##### SUPPLIED MATERIAL

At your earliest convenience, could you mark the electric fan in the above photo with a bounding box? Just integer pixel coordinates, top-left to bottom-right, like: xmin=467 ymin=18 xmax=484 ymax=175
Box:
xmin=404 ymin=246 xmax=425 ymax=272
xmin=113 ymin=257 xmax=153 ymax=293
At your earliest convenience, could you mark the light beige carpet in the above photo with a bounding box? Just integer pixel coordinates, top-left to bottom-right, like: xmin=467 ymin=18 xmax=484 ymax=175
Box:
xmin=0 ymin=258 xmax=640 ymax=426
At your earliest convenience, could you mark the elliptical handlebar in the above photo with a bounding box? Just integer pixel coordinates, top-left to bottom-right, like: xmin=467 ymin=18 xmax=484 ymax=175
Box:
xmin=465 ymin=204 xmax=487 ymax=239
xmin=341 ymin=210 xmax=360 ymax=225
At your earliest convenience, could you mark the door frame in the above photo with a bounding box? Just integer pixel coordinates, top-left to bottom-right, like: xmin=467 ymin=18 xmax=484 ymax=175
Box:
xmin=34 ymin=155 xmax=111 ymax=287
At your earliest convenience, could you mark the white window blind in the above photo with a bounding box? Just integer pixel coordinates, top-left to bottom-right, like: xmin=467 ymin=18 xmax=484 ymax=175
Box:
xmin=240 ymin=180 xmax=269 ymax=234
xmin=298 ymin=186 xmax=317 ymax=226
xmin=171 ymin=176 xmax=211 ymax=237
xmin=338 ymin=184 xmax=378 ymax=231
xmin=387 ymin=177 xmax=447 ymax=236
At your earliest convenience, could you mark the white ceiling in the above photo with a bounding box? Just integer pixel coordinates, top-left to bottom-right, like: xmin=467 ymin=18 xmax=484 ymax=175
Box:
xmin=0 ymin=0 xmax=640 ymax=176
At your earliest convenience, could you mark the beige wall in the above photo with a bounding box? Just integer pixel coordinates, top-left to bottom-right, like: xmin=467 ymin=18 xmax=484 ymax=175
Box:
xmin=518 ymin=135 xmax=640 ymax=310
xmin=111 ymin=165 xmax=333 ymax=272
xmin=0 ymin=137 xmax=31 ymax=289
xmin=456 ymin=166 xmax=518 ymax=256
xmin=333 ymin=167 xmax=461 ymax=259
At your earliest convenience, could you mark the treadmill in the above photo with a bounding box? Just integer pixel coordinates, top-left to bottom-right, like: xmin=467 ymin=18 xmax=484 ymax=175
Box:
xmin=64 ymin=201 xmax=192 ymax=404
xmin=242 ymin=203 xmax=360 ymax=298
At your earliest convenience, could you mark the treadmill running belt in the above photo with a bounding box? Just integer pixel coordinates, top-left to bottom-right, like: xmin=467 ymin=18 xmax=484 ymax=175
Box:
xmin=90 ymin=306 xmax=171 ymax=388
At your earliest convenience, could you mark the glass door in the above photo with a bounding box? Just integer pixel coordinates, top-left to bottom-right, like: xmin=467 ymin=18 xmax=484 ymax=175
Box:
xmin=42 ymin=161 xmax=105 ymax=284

##########

** TASK BRIEF **
Copy out the listing above with every occurrence of "At your earliest convenience" changed to "Whenever you have a moment", leaving the rest untouched.

** SOLUTION **
Whenever you have a moment, could you mark the electric fan in the above photo with a bounding box? Just integer pixel coordinates, top-left to bottom-right, like: xmin=467 ymin=18 xmax=484 ymax=175
Box:
xmin=404 ymin=246 xmax=425 ymax=272
xmin=113 ymin=257 xmax=153 ymax=293
Whenever you have a moment, could you mark the light beige carpet in the above photo with a bounding box? Just integer pixel coordinates, top-left to bottom-right, like: xmin=467 ymin=18 xmax=484 ymax=175
Box:
xmin=0 ymin=258 xmax=640 ymax=426
Whenever you have a moment, could you mark the elliptical handlebar in the above photo with a bounding box? Just integer pixel coordinates, top-left to bottom-right, like: xmin=467 ymin=18 xmax=484 ymax=175
Box:
xmin=465 ymin=204 xmax=487 ymax=239
xmin=341 ymin=210 xmax=360 ymax=225
Whenever you have a moment, could you mark the door frame in the above photo with a bounding box? Just integer pixel coordinates, top-left to bottom-right, like: xmin=467 ymin=18 xmax=484 ymax=175
Box:
xmin=34 ymin=155 xmax=111 ymax=287
Whenever you have a moment, could you mark the white window blind in the above photo with a bounding box? Just integer pixel coordinates, top-left to bottom-right, like: xmin=467 ymin=18 xmax=484 ymax=175
Box:
xmin=240 ymin=180 xmax=269 ymax=234
xmin=298 ymin=186 xmax=317 ymax=226
xmin=171 ymin=176 xmax=211 ymax=237
xmin=338 ymin=184 xmax=378 ymax=231
xmin=387 ymin=177 xmax=447 ymax=236
Whenever you have a moment, could you mark the white ceiling in the above photo with a bounding box? Just integer pixel coordinates, top-left to bottom-right, like: xmin=467 ymin=18 xmax=484 ymax=175
Box:
xmin=0 ymin=0 xmax=640 ymax=176
Whenever you have a moment, could you mark the beige wall in the above photo with a bounding box? Just integer pixel coordinates, top-left to bottom-right, like: xmin=467 ymin=18 xmax=484 ymax=175
Box:
xmin=518 ymin=135 xmax=640 ymax=310
xmin=111 ymin=165 xmax=333 ymax=272
xmin=0 ymin=137 xmax=31 ymax=289
xmin=456 ymin=166 xmax=518 ymax=256
xmin=333 ymin=167 xmax=461 ymax=259
Whenever you have a moment, could you mark the treadmill in the above photo with a bounding box? Just integer pixel coordinates, top-left to bottom-right, like: xmin=467 ymin=18 xmax=484 ymax=175
Box:
xmin=64 ymin=201 xmax=192 ymax=404
xmin=242 ymin=203 xmax=360 ymax=298
Whenever you have a moment, could you mark the treadmill running belt in the above photo with a bounding box? Just integer pixel coordinates, top-left to bottom-right, like: xmin=467 ymin=18 xmax=484 ymax=175
Box:
xmin=90 ymin=306 xmax=171 ymax=388
Whenever you have a moment, could you mark the glass door in the above photo with a bounding box? Just integer pixel coordinates, top-left to bottom-right, like: xmin=467 ymin=18 xmax=484 ymax=175
Box:
xmin=42 ymin=161 xmax=105 ymax=284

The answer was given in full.